> Exercise details: Write out an exact copy of the line with "y=325, one point per instance." and of each line after it, through the end of the records below.

> Material for the task:
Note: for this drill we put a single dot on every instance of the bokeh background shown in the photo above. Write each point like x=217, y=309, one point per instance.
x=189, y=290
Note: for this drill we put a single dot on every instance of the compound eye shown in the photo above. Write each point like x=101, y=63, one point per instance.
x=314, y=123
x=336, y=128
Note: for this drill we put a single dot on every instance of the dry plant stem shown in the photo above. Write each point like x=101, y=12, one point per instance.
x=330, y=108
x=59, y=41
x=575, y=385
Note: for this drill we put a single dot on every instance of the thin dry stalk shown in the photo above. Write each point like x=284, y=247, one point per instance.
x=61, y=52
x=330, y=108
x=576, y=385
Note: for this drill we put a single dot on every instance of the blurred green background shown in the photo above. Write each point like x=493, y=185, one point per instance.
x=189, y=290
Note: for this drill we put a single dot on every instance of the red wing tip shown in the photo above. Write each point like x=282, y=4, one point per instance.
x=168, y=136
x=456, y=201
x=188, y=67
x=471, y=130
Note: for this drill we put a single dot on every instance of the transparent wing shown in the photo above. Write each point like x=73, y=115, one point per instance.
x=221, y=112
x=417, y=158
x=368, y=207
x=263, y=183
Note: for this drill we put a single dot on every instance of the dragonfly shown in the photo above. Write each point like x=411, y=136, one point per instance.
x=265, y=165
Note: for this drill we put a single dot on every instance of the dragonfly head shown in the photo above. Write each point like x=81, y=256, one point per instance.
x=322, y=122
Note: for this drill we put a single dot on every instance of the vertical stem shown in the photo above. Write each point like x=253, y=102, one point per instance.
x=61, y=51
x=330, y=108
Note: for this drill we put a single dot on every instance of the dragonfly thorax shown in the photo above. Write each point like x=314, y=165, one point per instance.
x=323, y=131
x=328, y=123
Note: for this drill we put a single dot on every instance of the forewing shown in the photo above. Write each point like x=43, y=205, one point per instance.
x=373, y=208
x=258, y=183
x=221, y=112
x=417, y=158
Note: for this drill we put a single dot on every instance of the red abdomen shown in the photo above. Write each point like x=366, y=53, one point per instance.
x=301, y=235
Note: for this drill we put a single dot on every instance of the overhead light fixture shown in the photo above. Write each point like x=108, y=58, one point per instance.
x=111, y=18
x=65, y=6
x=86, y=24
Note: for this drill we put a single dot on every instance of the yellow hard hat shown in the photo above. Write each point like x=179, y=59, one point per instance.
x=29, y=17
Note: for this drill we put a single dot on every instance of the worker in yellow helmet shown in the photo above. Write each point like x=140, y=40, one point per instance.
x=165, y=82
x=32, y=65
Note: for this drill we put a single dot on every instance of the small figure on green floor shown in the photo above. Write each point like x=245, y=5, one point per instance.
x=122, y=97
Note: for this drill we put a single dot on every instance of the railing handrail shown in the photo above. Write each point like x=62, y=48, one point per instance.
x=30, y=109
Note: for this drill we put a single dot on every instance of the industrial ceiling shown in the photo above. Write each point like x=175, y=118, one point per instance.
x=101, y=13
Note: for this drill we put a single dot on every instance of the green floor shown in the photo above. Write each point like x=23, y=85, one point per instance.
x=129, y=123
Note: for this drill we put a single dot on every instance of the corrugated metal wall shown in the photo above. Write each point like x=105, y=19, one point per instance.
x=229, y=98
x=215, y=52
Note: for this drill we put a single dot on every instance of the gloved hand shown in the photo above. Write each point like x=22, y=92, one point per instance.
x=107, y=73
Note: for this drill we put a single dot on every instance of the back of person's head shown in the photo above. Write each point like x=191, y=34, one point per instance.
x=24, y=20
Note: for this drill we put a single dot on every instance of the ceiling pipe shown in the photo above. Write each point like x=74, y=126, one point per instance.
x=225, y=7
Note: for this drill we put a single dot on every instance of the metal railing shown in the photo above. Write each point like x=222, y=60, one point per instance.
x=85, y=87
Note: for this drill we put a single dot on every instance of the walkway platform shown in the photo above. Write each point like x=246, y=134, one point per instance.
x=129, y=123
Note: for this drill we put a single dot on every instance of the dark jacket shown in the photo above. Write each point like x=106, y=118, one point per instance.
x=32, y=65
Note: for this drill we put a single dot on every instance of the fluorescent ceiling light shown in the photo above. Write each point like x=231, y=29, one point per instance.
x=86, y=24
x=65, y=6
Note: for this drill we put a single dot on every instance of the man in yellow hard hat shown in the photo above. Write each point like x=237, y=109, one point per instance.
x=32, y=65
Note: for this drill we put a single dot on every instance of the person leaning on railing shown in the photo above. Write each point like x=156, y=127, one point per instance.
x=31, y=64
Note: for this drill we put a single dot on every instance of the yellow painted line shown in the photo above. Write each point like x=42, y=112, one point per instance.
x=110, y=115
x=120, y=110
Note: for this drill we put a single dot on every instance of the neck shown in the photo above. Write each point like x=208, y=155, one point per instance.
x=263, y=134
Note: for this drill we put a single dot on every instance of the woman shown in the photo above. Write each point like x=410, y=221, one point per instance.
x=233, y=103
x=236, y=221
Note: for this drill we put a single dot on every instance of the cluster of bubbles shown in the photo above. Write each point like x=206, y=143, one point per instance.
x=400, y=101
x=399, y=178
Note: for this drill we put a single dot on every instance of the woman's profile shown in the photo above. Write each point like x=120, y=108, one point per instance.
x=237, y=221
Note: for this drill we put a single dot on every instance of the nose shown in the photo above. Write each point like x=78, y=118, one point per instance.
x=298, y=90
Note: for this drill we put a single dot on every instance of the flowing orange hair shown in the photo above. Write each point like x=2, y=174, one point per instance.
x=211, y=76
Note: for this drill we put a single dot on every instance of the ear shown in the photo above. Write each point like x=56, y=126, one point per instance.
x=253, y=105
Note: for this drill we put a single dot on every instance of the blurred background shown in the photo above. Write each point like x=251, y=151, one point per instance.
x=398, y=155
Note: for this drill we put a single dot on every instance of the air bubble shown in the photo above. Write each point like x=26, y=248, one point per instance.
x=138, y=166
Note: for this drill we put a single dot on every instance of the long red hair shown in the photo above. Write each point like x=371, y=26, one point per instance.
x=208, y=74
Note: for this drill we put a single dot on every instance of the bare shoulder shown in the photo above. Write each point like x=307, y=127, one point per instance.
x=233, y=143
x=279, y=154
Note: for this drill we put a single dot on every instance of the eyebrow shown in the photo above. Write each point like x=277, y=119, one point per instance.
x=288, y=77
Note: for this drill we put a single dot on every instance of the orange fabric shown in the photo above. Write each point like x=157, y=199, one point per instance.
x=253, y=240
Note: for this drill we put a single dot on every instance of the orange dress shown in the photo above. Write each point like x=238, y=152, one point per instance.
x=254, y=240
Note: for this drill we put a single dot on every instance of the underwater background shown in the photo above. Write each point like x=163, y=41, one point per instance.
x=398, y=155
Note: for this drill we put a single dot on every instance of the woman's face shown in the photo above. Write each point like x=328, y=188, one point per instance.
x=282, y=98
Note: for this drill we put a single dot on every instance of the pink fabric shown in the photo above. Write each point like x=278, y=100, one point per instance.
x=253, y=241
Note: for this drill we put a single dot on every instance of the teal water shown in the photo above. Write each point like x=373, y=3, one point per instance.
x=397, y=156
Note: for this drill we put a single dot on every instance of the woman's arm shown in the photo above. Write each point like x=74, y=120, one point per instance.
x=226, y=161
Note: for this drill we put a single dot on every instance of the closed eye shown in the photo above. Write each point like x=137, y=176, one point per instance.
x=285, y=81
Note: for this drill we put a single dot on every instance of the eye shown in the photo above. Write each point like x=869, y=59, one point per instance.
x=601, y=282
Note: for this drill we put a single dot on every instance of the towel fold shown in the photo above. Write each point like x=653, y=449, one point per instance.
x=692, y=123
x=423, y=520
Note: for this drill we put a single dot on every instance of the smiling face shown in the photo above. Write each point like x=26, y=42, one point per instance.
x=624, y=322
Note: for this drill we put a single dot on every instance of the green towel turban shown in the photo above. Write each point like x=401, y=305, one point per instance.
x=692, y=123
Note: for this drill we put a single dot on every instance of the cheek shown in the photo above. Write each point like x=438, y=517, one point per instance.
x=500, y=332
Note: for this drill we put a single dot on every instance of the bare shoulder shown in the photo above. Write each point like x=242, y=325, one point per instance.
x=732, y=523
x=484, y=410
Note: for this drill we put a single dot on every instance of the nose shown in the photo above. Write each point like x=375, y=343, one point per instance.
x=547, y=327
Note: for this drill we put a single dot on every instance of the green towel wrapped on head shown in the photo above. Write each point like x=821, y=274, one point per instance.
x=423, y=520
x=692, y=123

> Solved problem:
Note: for this drill we put a single dot on every instance of the bare shoulder shown in the photo above. Write each point like x=242, y=325, one point per instance.
x=732, y=523
x=484, y=410
Note: for this drill we put a single dot on every instance of the nose shown in the photo above. Write each point like x=375, y=343, one point per instance.
x=547, y=327
Note: for this drill we put a single dot on every instance of the green towel wrapped on head shown in the photo above. Write each point like x=821, y=274, one point per instance.
x=423, y=520
x=692, y=123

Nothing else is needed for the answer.